What the task requires: Update everything from the start of the records down to the line containing "[(68, 111), (72, 119)]" by replacing "single marker" with "single dot". Leave everything else in those lines unchanged.

(Stored data)
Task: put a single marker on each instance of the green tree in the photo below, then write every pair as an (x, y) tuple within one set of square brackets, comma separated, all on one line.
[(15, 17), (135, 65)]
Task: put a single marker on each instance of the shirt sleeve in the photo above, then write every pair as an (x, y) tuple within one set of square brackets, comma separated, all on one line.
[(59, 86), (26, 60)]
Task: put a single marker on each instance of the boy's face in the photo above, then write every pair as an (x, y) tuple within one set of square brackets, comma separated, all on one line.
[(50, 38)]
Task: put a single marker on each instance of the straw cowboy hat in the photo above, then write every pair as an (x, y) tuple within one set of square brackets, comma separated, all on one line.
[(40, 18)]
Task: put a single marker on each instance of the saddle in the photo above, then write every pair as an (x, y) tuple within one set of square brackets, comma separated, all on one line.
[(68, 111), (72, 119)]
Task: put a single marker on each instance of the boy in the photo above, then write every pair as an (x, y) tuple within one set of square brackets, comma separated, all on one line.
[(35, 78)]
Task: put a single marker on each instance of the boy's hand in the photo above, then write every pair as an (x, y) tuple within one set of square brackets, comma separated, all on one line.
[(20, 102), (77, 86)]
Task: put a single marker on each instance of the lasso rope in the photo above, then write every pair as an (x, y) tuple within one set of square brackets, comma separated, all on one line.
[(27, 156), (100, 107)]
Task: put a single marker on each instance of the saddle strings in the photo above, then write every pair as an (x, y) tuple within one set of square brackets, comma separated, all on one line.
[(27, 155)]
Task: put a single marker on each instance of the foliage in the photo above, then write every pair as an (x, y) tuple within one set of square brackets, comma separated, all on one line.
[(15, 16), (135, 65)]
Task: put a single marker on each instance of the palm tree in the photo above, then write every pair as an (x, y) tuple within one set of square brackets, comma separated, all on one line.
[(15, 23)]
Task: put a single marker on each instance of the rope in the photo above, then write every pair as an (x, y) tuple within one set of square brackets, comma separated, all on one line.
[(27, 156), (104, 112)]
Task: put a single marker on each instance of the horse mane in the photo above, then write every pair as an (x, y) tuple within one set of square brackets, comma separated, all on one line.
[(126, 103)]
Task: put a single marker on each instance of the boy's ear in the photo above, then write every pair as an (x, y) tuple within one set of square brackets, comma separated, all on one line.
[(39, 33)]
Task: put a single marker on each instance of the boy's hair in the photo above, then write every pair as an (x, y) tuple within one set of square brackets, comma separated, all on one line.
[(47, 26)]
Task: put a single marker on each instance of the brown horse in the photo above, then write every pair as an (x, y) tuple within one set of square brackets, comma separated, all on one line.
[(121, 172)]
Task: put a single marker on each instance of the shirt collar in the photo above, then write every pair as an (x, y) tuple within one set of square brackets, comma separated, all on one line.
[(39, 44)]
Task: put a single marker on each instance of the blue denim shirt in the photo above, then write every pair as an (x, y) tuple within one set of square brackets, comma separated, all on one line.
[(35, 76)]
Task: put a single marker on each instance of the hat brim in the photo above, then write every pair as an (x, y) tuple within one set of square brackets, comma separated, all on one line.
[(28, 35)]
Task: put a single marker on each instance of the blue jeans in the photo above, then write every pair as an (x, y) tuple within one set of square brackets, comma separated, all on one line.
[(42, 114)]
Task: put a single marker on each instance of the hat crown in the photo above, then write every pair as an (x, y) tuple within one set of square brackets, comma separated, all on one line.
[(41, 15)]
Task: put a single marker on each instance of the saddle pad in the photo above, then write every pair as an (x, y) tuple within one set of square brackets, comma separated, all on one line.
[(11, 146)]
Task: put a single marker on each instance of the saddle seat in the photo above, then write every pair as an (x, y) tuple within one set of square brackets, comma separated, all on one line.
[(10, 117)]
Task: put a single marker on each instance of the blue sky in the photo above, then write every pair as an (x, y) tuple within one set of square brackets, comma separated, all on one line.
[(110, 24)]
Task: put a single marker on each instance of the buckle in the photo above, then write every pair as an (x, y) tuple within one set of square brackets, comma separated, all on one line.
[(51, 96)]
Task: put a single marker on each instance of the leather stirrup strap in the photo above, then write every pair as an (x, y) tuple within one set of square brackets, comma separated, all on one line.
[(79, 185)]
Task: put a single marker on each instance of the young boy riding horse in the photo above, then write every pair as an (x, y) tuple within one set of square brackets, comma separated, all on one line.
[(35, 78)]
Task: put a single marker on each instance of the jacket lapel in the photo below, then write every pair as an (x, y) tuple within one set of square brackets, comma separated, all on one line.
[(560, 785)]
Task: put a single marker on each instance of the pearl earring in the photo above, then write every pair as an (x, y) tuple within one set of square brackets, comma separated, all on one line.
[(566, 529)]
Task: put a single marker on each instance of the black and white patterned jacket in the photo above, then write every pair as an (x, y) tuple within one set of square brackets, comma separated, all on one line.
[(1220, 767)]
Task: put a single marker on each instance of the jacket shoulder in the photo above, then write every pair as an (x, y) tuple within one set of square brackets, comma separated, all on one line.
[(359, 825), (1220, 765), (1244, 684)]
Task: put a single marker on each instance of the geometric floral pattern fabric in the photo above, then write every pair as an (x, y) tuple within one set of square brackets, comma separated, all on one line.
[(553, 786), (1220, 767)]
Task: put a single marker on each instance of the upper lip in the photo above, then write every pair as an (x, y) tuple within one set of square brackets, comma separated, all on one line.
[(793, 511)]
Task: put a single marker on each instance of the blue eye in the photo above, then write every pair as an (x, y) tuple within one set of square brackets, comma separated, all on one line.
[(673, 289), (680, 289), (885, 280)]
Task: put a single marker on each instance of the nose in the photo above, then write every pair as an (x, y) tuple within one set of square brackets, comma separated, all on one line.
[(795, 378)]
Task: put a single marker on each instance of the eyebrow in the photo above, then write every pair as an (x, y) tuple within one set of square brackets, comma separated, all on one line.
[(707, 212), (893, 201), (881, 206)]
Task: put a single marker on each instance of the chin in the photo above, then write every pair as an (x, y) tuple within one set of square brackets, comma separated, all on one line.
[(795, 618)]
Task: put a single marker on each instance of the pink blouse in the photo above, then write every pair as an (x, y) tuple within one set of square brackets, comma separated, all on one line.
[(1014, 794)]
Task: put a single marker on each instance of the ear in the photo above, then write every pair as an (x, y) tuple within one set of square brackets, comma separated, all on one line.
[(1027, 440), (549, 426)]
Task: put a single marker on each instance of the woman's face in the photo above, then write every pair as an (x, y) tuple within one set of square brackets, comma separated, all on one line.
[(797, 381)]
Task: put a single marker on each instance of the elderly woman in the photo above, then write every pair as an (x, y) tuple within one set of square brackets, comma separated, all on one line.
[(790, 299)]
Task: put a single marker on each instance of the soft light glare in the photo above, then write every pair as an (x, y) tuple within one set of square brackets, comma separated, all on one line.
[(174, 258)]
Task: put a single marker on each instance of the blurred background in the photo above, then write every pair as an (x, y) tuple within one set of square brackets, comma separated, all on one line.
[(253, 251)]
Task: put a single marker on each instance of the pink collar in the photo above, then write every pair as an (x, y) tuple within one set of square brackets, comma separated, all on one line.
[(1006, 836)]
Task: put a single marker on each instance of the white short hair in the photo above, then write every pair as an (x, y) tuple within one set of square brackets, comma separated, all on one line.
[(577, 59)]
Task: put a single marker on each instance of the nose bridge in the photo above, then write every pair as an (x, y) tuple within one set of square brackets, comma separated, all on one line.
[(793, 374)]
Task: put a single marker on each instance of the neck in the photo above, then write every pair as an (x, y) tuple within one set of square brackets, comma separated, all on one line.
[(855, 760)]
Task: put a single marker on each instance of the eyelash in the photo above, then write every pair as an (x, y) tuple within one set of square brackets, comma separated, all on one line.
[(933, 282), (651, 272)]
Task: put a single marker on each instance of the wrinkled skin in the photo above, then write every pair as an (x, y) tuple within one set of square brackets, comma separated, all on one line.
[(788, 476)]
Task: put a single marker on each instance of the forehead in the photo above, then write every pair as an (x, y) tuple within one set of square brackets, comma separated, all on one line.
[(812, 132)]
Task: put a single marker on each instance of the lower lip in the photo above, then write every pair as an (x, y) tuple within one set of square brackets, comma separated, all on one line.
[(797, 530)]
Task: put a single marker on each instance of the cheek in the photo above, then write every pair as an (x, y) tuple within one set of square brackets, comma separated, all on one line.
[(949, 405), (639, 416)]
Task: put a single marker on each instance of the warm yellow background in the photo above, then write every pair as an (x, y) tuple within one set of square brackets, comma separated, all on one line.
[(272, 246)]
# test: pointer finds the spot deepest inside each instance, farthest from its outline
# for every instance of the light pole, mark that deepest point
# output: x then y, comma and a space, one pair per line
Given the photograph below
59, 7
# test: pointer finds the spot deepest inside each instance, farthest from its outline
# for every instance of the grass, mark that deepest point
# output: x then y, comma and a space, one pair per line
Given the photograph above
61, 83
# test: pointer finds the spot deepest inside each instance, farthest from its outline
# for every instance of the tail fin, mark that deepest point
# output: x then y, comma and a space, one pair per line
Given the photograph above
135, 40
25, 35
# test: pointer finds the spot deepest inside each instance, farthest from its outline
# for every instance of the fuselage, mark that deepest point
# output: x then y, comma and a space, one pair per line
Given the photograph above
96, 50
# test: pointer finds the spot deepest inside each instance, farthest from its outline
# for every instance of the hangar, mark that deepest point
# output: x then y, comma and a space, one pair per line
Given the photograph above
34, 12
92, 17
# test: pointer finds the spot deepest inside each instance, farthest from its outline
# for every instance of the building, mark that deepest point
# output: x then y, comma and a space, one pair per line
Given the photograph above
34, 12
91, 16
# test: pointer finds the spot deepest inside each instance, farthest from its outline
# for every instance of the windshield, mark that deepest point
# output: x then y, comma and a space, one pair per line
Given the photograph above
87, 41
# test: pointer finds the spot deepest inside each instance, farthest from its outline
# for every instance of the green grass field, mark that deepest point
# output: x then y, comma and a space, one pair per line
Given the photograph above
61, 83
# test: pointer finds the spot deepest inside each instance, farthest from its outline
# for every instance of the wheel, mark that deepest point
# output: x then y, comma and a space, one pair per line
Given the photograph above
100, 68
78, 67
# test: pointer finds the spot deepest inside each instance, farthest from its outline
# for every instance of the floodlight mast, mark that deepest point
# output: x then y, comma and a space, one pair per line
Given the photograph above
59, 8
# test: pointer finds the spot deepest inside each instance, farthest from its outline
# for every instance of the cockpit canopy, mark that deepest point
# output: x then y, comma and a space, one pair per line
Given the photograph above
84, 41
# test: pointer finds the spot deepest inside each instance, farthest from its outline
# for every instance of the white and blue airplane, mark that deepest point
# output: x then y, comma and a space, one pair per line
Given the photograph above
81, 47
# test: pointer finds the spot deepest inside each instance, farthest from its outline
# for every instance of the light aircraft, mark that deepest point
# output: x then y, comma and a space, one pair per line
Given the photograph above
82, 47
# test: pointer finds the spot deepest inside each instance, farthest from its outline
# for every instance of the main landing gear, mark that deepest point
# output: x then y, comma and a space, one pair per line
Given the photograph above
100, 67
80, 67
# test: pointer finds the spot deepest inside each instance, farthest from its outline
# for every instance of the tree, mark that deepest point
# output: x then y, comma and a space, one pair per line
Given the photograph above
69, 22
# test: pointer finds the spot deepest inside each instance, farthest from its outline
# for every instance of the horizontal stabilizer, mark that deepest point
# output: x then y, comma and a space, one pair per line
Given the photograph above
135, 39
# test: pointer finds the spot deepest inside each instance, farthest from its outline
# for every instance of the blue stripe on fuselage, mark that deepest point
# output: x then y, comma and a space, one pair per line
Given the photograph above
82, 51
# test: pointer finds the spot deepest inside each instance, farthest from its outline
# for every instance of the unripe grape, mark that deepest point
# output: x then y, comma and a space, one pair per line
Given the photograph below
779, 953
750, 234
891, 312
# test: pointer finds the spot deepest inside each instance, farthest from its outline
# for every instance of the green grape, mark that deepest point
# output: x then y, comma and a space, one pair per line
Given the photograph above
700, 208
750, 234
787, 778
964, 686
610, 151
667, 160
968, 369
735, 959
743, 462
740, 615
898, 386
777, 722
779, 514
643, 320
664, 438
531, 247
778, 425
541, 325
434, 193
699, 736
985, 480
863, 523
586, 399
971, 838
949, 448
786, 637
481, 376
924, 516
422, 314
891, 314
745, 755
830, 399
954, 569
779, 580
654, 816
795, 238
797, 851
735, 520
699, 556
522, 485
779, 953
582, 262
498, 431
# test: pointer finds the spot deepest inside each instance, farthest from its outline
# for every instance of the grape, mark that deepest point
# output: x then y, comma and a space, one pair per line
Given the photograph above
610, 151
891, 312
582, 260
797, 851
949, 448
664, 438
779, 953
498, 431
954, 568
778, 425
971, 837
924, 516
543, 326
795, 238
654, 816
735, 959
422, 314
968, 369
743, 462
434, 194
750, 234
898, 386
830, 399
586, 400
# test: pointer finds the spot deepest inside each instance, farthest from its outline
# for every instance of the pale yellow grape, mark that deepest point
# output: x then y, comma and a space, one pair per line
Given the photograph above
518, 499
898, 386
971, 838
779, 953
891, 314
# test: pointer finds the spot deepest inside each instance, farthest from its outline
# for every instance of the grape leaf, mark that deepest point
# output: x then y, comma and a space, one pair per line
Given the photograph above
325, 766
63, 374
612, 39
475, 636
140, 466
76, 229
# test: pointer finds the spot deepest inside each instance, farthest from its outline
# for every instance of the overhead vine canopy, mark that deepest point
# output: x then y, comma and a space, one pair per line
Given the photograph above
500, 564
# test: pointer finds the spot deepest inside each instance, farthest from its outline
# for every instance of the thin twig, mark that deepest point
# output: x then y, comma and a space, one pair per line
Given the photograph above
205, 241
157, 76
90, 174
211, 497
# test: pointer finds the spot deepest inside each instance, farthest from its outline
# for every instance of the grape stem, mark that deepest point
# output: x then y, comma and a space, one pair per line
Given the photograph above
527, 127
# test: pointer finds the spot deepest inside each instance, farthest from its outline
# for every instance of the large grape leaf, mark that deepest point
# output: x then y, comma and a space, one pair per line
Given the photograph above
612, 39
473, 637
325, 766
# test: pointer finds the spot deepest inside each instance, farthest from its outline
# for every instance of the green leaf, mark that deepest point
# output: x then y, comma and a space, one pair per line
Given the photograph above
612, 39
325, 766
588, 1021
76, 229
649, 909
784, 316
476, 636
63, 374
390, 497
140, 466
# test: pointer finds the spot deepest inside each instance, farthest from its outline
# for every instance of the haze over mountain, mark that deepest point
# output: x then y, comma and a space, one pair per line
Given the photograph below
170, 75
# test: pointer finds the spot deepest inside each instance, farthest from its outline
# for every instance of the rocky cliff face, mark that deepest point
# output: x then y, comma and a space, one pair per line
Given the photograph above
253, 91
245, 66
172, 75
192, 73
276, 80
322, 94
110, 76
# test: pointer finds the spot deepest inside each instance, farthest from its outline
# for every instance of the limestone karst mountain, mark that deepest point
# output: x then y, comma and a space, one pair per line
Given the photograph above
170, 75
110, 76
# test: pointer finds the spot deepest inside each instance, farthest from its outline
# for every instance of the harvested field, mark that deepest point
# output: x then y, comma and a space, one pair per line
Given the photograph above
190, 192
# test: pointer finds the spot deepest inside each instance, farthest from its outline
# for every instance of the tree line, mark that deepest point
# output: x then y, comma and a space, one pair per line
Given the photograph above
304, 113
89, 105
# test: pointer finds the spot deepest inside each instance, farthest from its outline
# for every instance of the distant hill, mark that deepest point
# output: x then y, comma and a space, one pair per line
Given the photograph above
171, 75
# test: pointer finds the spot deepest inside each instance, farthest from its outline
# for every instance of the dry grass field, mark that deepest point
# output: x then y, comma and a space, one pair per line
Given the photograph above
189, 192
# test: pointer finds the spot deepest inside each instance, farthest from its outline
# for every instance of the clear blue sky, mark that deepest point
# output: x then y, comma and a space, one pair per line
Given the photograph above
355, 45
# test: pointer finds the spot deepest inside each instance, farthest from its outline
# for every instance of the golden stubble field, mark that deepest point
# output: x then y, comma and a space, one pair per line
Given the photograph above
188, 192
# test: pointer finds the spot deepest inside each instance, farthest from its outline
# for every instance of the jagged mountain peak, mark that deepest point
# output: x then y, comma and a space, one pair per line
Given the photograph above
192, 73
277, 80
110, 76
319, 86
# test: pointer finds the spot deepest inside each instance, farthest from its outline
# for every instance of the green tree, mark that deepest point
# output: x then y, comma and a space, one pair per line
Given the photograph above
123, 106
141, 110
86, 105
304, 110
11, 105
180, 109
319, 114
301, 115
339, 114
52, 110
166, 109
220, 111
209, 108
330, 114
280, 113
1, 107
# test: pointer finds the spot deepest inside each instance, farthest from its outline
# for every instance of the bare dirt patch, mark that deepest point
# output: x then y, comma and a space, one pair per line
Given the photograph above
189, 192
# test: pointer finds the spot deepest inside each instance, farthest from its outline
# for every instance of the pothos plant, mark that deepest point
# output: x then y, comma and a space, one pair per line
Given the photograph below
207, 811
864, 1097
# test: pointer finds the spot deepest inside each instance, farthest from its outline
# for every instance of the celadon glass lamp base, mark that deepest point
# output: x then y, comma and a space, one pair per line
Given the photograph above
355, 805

Task answer:
Task: put a single dot on each instance of the green tree in the photo below, then write every pair as an (x, y) tuple within one set of square brackets, comma separated, all on one line.
[(15, 17), (135, 65)]
Task: put a single dot on each instance of the shirt sleeve in the photo above, then write every pair as an (x, y) tuple within one set of square brackets, comma separated, all on one line.
[(59, 86), (26, 60)]
Task: put a single dot on each instance of the boy's face in the photo above, then write every pair as an (x, y) tuple within one set of square brackets, comma separated, all on one line.
[(50, 38)]
Task: put a single dot on each instance of the straw cowboy hat in the photo above, then write every pair as an (x, y) tuple within one set of square brackets, comma separated, all on one line.
[(40, 18)]
Task: put a single dot on each instance of the saddle in the photo above, then write every pair as an (x, y) tuple within one set of square brackets, comma separated, all on one line.
[(68, 111), (72, 119)]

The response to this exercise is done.